Votre objectif: Veuillez transcrire sans rien changer, dans l'extrait sur le rap, tout le passage allant de « J’écoute surtout du » jusqu'à « et BabySolo33 aussi. ».

J’écoute surtout du rap français et du rap américain. XXXTentacion et Lil Peep, sont des grosses références pour moi. C’est pour ça que mes premiers morceaux étaient un peu tristes, un peu bandants avec des prods un peu lancinantes, avec une guitare et un côté très drama. Et sinon, en rappeurs français, je vais citer des noms assez connus, je ne vais pas faire original pour être originale, mais Hamza, Damso, Laylow, Népal. Là en ce moment, j’adore Asinine, je la trouve incroyable cette meuf, elle est trop forte, Theodora, Kay The Prodigy et BabySolo33 aussi.

"L’image, c’est aussi un formidable moyen d’exprimer sa créativité, d’exprimer sa musique et justement, c’est trop intéressant de réussir à allier les deux."

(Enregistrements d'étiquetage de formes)
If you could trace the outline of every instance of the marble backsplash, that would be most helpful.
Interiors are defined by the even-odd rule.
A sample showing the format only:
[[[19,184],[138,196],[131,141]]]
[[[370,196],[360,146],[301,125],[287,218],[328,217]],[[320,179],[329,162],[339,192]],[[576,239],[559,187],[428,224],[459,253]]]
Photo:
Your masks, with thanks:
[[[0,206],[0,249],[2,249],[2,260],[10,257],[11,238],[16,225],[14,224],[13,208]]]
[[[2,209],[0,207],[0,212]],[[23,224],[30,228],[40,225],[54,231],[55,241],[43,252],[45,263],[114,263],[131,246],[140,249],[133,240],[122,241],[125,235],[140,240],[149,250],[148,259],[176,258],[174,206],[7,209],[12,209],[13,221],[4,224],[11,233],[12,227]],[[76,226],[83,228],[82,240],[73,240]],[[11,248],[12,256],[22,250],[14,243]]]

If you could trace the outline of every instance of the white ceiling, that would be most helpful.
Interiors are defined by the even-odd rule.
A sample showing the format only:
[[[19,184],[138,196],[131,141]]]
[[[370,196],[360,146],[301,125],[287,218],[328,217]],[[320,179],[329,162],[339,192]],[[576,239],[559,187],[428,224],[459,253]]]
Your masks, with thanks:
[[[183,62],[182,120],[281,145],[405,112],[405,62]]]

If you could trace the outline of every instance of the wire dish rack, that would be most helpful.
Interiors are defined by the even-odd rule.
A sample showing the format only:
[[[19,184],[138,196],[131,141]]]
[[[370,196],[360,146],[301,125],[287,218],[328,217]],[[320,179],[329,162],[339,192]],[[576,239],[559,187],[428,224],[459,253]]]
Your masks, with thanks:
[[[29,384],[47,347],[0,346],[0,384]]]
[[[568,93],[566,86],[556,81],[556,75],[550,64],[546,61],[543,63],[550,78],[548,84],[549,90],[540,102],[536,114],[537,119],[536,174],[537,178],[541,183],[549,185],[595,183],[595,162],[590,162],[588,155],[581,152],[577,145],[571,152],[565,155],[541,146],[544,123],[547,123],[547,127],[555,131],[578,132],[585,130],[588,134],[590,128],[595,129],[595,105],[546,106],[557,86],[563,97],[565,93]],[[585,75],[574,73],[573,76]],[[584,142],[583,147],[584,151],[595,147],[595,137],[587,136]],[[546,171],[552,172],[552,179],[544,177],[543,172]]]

...

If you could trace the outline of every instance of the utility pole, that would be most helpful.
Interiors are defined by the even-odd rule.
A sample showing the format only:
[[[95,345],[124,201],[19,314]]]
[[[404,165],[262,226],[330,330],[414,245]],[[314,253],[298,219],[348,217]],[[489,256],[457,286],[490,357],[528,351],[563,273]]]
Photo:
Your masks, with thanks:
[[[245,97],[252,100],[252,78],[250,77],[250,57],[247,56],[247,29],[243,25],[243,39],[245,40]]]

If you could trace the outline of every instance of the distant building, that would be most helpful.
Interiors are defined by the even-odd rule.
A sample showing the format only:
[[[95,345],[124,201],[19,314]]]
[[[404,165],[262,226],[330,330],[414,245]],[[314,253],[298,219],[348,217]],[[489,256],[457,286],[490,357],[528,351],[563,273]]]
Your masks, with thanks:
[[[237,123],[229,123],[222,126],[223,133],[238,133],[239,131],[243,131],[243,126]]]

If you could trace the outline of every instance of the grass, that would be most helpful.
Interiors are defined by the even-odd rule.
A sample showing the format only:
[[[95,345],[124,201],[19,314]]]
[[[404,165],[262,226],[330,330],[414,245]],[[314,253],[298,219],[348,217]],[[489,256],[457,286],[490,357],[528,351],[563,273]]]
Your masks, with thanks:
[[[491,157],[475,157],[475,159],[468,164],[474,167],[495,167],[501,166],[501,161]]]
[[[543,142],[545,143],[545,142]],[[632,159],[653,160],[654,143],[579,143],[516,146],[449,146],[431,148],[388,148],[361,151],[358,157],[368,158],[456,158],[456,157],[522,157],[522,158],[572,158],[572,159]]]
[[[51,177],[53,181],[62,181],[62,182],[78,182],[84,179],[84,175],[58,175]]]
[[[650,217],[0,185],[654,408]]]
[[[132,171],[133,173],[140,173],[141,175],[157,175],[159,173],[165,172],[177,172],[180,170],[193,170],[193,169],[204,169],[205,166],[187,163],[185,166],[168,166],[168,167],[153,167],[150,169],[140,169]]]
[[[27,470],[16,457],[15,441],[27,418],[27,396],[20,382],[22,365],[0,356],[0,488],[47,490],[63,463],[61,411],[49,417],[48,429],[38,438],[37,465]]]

* * *

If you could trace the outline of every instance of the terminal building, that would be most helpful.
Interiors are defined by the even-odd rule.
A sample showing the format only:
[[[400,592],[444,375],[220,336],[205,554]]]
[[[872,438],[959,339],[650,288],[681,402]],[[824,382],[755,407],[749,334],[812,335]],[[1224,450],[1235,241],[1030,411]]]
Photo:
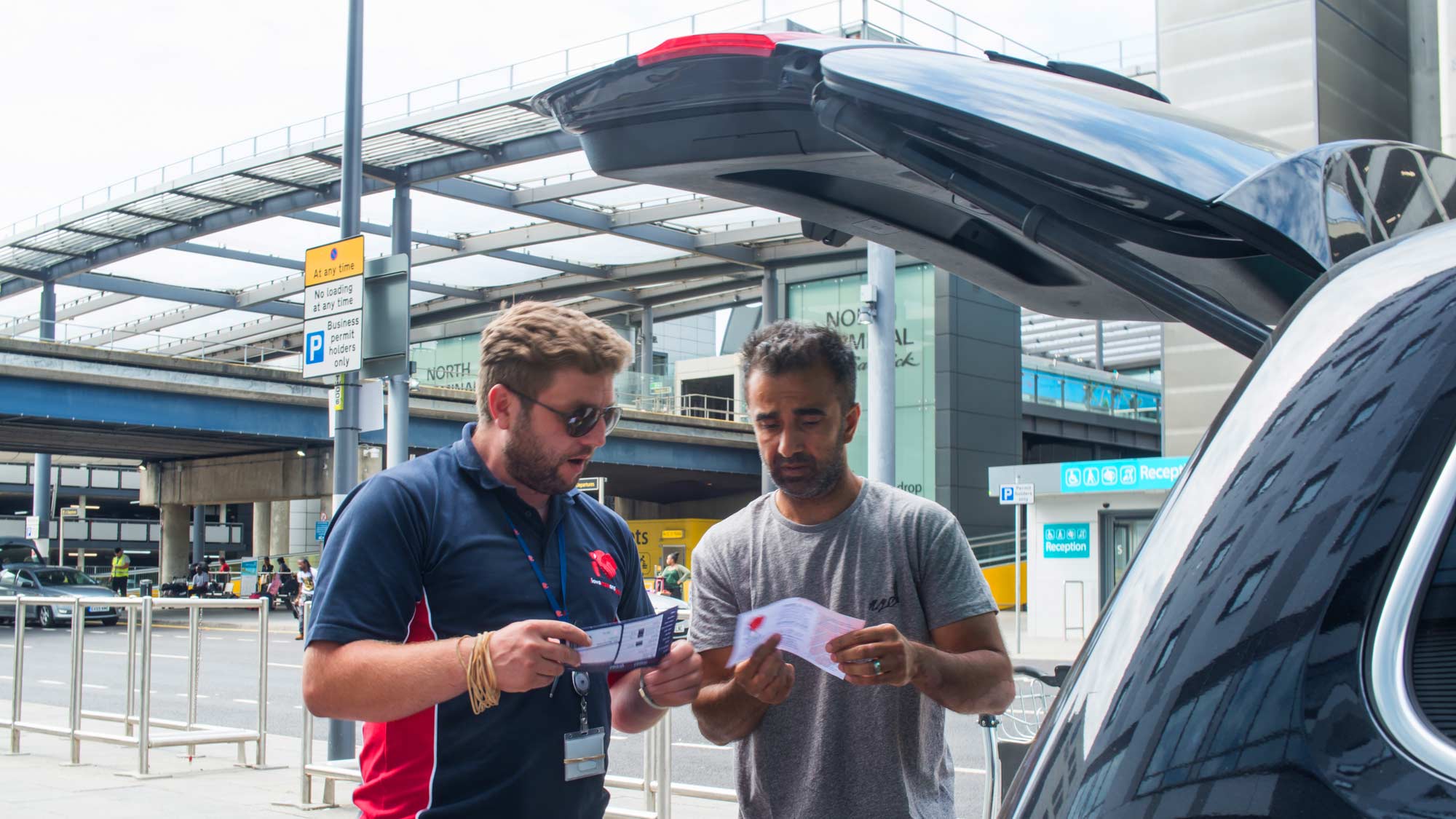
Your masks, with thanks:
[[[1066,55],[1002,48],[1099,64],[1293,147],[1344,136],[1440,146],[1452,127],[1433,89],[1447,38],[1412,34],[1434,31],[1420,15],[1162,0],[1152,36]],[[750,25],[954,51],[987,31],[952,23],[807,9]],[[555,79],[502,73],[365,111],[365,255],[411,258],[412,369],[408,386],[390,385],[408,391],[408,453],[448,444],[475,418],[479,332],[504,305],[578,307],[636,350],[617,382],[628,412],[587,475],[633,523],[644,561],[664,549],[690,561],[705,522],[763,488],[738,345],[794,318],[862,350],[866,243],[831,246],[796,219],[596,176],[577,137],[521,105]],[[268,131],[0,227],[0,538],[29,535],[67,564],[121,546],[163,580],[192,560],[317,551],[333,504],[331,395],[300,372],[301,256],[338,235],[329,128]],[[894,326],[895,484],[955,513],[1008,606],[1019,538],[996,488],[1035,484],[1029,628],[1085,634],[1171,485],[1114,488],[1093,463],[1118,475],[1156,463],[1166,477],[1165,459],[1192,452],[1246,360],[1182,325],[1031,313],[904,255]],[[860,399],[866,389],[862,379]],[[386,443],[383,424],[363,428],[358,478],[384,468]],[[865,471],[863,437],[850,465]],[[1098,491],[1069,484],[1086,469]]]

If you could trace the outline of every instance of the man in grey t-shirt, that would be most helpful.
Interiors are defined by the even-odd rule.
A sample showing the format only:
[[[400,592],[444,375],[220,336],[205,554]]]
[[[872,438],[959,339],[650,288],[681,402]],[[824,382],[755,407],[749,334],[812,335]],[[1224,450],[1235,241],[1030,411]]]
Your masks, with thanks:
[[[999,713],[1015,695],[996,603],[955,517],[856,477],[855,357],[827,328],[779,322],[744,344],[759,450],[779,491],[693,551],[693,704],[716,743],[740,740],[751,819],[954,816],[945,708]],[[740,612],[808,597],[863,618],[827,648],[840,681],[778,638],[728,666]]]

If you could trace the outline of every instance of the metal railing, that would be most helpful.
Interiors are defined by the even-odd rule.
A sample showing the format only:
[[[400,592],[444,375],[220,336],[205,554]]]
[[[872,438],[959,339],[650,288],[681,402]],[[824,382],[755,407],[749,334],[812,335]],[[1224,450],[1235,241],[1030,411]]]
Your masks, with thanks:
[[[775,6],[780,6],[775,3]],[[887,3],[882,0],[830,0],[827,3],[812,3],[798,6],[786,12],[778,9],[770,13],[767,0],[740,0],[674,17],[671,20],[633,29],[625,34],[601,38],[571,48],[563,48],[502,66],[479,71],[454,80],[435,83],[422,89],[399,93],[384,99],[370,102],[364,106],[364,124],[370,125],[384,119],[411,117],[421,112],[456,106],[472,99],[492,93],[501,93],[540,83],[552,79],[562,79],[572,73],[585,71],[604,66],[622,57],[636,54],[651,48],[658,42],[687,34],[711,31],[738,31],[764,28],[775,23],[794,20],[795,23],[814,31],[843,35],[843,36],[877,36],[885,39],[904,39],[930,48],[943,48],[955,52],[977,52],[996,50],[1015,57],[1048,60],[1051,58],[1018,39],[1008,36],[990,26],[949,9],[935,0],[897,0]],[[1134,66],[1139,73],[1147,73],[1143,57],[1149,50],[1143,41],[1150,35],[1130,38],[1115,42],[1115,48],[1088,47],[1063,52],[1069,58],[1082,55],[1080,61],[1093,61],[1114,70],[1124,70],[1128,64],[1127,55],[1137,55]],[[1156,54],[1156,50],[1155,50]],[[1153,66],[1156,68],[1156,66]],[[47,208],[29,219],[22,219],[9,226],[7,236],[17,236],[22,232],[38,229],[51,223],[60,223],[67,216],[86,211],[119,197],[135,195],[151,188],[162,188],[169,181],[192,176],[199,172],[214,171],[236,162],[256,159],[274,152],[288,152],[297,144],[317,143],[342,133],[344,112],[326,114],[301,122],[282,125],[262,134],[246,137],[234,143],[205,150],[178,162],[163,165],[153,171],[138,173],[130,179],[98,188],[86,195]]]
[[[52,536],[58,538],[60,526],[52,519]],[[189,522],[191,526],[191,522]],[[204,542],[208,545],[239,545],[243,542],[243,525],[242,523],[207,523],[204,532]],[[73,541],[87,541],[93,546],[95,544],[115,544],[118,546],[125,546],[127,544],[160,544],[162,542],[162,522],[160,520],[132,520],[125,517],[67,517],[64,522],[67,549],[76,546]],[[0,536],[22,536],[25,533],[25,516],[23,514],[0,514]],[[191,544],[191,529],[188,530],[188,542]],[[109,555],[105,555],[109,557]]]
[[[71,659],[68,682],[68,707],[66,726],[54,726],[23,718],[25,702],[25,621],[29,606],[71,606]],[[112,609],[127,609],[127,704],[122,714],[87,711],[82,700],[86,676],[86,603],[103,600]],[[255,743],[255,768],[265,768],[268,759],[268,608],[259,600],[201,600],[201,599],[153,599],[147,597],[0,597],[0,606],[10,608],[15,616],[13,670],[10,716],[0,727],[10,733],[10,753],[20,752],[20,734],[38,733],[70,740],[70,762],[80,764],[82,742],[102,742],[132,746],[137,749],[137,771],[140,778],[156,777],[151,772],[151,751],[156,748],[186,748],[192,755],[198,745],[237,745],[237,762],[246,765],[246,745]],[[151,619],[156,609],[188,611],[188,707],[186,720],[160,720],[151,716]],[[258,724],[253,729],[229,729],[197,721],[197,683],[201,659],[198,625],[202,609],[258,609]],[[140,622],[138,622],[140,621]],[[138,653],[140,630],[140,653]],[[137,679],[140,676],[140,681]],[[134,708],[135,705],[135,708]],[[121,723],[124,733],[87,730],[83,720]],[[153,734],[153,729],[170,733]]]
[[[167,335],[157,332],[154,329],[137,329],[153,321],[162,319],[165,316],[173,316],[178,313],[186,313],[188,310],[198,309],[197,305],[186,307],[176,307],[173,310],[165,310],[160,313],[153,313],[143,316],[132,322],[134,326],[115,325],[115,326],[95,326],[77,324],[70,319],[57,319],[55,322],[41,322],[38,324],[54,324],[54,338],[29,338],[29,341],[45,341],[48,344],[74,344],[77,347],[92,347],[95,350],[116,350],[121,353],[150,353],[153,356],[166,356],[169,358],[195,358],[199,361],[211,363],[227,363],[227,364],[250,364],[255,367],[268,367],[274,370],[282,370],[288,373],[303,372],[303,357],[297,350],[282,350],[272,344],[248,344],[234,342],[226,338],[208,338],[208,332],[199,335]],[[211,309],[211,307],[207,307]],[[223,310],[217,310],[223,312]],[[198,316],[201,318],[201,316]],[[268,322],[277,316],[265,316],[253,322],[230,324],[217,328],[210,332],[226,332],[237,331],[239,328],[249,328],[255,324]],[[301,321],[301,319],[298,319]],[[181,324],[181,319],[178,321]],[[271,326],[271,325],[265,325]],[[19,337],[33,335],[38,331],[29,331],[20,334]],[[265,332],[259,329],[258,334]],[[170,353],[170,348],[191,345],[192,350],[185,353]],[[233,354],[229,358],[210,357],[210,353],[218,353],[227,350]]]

Solution rédigée:
J’écoute surtout du rap français et du rap américain. XXXTentacion et Lil Peep, sont des grosses références pour moi. C’est pour ça que mes premiers morceaux étaient un peu tristes, un peu bandants avec des prods un peu lancinantes, avec une guitare et un côté très drama. Et sinon, en rappeurs français, je vais citer des noms assez connus, je ne vais pas faire original pour être originale, mais Hamza, Damso, Laylow, Népal. Là en ce moment, j’adore Asinine, je la trouve incroyable cette meuf, elle est trop forte, Theodora, Kay The Prodigy et BabySolo33 aussi.